Task statement.
Transcribe only the part of the listing below that begins at the line containing "query (the noun phrase to segment): **dirt" and runs to its final line, keeping both ends.

□ □ □ □ □ □ □

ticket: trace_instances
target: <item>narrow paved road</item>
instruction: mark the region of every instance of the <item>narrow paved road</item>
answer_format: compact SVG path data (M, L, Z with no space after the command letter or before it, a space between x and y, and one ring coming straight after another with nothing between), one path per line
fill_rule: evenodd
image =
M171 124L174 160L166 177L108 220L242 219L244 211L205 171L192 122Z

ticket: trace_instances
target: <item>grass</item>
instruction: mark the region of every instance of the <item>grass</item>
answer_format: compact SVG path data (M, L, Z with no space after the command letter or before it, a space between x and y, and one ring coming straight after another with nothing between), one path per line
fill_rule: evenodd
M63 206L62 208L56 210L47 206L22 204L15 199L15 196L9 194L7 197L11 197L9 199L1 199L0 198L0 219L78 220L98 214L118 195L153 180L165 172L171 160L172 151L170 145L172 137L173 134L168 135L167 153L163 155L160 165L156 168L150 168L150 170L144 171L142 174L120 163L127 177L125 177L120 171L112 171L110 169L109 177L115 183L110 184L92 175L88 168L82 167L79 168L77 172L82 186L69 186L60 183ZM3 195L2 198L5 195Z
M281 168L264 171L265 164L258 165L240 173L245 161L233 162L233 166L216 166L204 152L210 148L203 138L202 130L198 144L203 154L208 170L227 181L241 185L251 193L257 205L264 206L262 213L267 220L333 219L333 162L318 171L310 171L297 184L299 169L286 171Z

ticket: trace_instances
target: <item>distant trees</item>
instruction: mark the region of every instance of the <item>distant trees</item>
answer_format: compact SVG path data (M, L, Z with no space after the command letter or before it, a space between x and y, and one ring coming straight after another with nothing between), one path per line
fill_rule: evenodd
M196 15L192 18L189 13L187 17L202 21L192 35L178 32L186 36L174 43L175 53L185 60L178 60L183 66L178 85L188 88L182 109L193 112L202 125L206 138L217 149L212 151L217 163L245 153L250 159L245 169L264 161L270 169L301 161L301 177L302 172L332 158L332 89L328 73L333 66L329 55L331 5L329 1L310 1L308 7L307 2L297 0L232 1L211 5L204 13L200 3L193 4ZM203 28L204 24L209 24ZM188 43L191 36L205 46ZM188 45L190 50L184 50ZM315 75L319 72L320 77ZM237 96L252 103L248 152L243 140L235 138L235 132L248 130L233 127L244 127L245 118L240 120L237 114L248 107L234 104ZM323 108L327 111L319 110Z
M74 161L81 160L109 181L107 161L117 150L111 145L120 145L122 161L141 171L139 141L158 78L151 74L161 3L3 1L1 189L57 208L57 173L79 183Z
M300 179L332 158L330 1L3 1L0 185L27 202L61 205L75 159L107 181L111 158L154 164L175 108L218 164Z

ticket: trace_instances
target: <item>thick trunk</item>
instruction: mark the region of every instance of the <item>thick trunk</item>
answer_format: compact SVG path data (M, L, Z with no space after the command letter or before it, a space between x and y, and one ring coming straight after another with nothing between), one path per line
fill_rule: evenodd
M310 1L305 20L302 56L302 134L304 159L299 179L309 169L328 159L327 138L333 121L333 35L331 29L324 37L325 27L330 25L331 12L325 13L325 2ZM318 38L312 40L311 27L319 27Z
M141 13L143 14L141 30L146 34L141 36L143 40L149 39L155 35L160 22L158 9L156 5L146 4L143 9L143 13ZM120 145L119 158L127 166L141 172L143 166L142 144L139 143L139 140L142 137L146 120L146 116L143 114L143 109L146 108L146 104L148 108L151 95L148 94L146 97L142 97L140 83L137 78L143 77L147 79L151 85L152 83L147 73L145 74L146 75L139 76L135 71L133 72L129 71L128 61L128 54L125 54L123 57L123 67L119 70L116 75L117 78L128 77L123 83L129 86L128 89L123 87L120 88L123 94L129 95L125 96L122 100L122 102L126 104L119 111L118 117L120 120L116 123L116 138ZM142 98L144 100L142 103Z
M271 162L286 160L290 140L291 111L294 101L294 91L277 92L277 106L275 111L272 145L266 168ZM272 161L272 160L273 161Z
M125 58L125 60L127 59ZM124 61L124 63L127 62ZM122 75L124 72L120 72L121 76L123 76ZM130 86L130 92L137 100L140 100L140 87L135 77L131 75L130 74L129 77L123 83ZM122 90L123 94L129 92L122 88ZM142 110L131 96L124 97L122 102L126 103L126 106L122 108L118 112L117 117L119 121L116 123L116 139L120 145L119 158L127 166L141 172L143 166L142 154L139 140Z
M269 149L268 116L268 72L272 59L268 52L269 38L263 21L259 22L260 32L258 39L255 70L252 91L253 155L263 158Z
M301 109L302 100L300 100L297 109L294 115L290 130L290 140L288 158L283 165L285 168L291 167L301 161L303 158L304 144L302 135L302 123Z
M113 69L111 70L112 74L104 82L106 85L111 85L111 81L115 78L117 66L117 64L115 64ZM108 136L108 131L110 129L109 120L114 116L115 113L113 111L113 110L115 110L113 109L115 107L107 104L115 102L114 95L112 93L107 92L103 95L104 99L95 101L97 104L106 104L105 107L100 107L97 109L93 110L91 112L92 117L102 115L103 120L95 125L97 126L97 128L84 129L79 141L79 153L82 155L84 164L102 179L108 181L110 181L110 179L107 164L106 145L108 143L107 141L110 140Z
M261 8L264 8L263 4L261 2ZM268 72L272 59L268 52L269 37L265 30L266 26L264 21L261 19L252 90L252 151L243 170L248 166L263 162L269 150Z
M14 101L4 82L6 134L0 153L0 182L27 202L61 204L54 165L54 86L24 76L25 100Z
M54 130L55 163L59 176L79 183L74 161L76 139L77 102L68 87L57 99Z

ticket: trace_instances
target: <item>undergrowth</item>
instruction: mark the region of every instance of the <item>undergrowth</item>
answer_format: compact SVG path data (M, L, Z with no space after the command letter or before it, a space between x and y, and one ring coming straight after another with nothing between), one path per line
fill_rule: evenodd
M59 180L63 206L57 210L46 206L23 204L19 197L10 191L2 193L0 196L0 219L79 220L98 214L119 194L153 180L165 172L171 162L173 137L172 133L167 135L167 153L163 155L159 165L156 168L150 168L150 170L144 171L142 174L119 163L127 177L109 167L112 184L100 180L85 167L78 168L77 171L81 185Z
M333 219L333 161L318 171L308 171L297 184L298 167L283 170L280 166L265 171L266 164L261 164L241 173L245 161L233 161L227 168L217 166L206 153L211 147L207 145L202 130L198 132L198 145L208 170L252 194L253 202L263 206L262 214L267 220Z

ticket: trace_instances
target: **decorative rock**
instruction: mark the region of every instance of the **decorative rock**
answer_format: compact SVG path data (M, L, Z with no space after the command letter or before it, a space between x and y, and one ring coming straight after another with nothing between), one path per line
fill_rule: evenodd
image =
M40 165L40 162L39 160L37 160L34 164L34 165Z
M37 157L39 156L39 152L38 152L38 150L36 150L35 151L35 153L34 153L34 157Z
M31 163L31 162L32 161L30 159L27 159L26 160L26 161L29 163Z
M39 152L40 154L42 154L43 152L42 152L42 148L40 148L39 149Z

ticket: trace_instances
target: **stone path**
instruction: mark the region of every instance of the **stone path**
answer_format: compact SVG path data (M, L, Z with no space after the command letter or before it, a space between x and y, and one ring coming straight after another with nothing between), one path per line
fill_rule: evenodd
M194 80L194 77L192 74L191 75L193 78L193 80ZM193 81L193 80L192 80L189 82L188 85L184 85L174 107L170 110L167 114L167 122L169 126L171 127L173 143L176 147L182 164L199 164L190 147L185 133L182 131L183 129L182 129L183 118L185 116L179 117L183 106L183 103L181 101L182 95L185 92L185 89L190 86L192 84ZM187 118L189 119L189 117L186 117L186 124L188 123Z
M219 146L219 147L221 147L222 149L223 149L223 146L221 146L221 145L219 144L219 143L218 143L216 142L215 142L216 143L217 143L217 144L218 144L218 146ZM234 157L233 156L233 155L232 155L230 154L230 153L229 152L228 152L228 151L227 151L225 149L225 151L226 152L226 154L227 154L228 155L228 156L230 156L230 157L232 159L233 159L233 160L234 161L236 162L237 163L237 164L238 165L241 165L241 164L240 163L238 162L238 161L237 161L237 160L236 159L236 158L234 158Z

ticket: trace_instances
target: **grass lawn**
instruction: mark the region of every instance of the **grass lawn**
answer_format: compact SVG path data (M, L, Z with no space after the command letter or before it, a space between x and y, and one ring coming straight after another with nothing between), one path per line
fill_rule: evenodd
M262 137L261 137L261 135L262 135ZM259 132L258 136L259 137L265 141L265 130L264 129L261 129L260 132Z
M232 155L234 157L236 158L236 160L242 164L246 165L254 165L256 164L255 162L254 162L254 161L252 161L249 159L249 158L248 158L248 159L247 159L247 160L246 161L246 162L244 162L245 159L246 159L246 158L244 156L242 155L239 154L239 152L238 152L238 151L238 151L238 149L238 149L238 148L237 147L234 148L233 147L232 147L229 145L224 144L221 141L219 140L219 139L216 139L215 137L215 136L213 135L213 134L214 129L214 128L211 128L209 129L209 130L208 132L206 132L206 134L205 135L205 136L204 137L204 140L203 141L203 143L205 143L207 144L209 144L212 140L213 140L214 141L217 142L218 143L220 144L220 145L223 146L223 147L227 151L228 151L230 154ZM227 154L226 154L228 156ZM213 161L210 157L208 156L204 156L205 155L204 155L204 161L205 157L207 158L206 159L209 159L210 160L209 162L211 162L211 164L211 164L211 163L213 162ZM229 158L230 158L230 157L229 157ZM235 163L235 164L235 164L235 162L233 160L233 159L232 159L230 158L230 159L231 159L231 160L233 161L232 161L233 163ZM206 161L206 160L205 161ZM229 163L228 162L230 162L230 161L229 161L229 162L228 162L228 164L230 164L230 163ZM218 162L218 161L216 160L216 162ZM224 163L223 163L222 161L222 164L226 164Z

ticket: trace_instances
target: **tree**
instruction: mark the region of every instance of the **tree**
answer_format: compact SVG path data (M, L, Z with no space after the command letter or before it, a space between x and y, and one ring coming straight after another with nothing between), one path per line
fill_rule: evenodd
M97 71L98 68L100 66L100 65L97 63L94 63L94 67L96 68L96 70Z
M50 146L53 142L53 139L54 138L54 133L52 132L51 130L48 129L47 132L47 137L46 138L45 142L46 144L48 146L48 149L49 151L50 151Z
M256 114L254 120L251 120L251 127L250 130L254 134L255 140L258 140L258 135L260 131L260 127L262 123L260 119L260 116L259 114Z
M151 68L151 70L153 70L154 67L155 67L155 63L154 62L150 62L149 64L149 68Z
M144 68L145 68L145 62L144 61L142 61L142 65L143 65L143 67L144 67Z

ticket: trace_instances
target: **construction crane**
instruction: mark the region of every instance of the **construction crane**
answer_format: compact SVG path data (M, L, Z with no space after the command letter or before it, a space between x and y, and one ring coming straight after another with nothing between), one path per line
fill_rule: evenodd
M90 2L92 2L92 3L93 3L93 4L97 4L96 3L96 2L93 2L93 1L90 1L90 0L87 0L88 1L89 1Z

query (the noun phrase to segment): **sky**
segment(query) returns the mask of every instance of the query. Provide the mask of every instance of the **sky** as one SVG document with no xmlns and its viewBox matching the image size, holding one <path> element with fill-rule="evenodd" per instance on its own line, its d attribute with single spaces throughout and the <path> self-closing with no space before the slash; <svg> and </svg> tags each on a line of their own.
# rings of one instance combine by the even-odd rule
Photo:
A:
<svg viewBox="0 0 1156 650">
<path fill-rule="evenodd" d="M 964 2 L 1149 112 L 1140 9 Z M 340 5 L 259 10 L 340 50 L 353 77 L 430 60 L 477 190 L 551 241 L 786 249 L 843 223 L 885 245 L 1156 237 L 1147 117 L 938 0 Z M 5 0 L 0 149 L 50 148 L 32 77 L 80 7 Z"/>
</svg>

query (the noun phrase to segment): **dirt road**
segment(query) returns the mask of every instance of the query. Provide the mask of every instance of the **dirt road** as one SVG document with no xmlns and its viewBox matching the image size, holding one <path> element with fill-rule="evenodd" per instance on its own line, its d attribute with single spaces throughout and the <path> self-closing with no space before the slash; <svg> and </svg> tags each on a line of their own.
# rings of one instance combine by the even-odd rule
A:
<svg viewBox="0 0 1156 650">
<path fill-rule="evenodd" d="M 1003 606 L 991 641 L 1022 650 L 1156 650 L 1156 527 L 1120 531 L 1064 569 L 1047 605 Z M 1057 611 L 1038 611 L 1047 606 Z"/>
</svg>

□ □ □ □ □ □ □

Task result.
query (the noun phrase to segment): **dirt road**
segment(query) returns the mask of every instance of the query. Provide the mask of every instance of the **dirt road** as one SVG document with no xmlns and its viewBox matching the image size, holding one <path> element with fill-rule="evenodd" per instance on its own line, its d attribute with single spaces throughout and the <path> self-closing with no space before the slash; <svg> and </svg> tags each on a line of their own.
# rings of one instance combine by the even-odd rule
A:
<svg viewBox="0 0 1156 650">
<path fill-rule="evenodd" d="M 1003 606 L 991 641 L 1022 650 L 1156 650 L 1156 527 L 1120 531 L 1064 569 L 1047 605 Z M 1057 611 L 1038 611 L 1047 606 Z"/>
</svg>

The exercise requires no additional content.